Entries from a pointing dataset >>

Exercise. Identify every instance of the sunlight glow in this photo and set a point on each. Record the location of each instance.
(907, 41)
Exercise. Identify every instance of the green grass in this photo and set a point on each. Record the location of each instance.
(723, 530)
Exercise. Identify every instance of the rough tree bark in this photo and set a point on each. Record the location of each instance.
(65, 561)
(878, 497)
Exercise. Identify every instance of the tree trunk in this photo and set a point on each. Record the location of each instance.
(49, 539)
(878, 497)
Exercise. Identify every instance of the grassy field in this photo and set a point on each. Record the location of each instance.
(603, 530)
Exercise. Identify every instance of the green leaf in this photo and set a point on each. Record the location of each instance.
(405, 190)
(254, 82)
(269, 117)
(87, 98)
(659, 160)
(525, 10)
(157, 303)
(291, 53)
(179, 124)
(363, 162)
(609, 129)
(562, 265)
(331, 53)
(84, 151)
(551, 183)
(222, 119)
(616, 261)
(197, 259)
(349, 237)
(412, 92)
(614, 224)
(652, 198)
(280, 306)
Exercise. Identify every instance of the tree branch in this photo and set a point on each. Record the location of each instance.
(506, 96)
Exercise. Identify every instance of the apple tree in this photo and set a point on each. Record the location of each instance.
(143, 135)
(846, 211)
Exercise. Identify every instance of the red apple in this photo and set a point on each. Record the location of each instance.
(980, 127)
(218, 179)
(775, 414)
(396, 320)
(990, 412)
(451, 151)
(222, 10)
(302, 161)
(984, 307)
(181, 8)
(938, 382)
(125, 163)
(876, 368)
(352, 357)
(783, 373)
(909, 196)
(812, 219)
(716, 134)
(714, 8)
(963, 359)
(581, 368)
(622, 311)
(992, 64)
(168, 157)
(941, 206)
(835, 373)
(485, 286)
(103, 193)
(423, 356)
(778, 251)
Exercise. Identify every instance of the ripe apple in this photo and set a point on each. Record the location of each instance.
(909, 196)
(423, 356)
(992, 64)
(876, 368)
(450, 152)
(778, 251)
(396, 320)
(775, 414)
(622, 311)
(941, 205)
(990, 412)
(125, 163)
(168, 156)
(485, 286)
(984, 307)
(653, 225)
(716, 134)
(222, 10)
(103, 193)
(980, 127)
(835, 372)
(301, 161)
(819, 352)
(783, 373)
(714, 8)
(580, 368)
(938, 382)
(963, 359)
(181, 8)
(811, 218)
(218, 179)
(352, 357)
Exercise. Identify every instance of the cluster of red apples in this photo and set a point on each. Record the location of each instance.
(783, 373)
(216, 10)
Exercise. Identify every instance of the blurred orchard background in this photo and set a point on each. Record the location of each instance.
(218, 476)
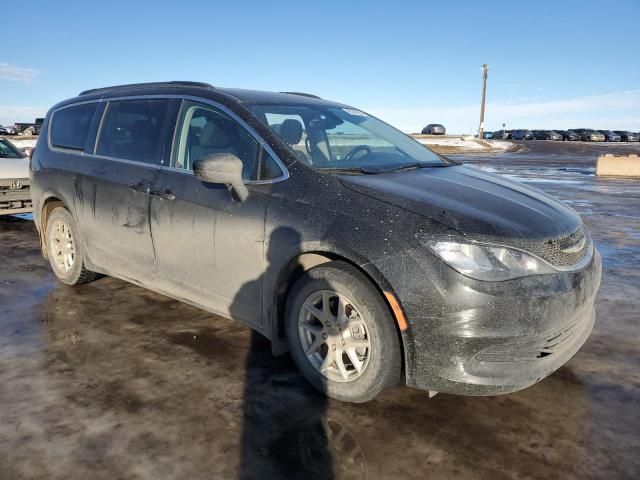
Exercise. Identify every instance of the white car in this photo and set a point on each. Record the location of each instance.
(14, 180)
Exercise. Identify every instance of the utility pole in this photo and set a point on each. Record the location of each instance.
(485, 73)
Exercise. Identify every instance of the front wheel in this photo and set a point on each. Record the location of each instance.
(341, 333)
(65, 252)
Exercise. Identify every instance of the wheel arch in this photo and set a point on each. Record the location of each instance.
(302, 262)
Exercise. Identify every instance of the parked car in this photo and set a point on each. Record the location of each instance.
(6, 130)
(569, 135)
(627, 136)
(589, 135)
(610, 136)
(29, 128)
(14, 180)
(502, 135)
(339, 238)
(522, 135)
(433, 129)
(546, 135)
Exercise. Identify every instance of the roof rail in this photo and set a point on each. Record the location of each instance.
(147, 85)
(302, 94)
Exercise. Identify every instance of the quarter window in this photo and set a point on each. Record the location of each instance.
(70, 126)
(204, 130)
(133, 130)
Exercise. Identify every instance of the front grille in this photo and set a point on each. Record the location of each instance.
(559, 252)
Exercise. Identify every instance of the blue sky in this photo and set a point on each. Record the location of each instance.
(552, 64)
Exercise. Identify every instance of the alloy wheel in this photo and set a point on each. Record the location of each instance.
(62, 246)
(334, 336)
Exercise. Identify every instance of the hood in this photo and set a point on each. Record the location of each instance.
(471, 201)
(14, 168)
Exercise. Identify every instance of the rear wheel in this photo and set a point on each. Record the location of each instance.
(341, 333)
(65, 251)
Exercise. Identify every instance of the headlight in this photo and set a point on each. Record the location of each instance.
(487, 262)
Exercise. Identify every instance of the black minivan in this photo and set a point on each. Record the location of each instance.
(342, 240)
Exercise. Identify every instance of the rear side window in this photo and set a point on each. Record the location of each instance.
(70, 126)
(133, 130)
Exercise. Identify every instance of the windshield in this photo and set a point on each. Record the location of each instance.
(328, 137)
(9, 151)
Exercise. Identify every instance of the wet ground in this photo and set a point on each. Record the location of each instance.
(111, 381)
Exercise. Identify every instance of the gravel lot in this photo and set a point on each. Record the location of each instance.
(111, 381)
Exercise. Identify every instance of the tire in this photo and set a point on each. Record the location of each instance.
(367, 331)
(65, 250)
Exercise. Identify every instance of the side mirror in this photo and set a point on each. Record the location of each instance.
(222, 168)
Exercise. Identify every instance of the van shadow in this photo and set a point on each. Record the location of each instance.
(285, 433)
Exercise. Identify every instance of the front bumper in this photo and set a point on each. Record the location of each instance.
(15, 197)
(488, 338)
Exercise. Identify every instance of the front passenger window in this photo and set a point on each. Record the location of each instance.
(204, 130)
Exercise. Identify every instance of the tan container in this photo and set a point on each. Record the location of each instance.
(618, 166)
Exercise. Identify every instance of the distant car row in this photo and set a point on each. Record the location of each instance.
(575, 134)
(22, 128)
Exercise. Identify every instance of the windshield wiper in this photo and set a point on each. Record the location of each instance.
(345, 170)
(406, 166)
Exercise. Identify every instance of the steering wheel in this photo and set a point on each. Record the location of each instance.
(357, 149)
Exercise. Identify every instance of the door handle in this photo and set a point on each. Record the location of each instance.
(140, 188)
(164, 194)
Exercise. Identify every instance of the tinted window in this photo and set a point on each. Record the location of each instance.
(132, 130)
(9, 151)
(70, 126)
(204, 130)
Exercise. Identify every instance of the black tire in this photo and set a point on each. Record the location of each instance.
(384, 365)
(77, 274)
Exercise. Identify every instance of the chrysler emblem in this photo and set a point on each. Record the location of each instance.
(576, 247)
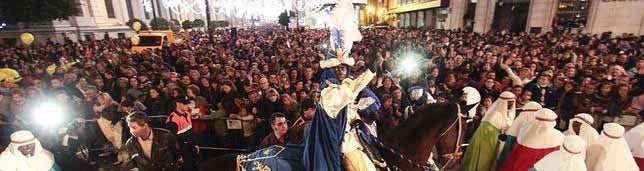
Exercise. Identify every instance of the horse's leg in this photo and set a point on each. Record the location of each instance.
(449, 151)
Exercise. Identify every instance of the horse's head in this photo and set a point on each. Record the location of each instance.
(76, 128)
(468, 98)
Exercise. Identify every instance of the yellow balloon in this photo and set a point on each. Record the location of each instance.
(27, 38)
(135, 39)
(136, 26)
(8, 74)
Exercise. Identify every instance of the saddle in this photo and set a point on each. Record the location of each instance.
(369, 144)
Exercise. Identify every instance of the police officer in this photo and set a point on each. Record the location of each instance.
(179, 122)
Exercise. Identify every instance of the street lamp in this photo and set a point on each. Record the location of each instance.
(369, 13)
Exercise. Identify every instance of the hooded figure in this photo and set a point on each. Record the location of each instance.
(472, 97)
(482, 151)
(418, 97)
(581, 125)
(610, 151)
(569, 157)
(332, 144)
(635, 139)
(534, 142)
(25, 153)
(523, 120)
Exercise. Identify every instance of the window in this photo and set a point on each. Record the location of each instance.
(130, 12)
(572, 13)
(413, 21)
(407, 18)
(421, 18)
(110, 9)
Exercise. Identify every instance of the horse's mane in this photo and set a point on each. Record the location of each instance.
(425, 118)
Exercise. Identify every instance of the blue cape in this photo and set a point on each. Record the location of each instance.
(322, 144)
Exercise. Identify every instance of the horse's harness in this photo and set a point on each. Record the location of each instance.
(451, 156)
(457, 150)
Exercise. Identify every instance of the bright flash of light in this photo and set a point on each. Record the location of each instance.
(48, 114)
(409, 65)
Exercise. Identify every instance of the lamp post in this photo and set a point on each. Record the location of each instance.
(208, 21)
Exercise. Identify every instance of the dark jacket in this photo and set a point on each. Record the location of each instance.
(165, 152)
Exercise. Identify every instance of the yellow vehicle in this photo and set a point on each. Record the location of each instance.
(153, 39)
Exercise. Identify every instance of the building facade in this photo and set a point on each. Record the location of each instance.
(536, 16)
(97, 19)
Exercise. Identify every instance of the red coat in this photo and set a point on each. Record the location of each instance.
(522, 158)
(198, 125)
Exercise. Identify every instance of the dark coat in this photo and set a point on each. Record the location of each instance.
(165, 152)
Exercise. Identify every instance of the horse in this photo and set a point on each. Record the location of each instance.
(439, 125)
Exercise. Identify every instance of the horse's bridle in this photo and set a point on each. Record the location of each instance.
(450, 156)
(457, 150)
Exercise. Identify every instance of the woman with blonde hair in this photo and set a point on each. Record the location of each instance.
(109, 121)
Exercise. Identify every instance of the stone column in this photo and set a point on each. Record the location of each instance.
(457, 11)
(541, 14)
(615, 16)
(484, 15)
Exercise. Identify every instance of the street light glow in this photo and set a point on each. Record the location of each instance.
(48, 114)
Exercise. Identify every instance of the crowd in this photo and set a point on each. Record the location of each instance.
(258, 74)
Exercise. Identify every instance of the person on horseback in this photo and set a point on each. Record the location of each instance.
(418, 97)
(331, 143)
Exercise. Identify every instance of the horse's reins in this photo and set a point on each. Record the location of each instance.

WHAT IS BEING ASKED >> Write out exactly the lines starting with the one that holds "Exercise. Identify every instance of the street light" and running through the last line above.

FULL SOLUTION >>
Exercise. Identify every instance of the street light glow in this photo and set a point on each. Record the location of each instance.
(48, 114)
Exercise. Identify every instance of the crowd in this photo and set a point on each. Record the location of each instance.
(258, 74)
Exercise. Identify every instance of the person on horseback in this photo and set a point on each. Record the location of each instance.
(418, 97)
(331, 143)
Exercise. Identify every instance of the horse's reins in this photo and set a point on each. Record the location of each instance.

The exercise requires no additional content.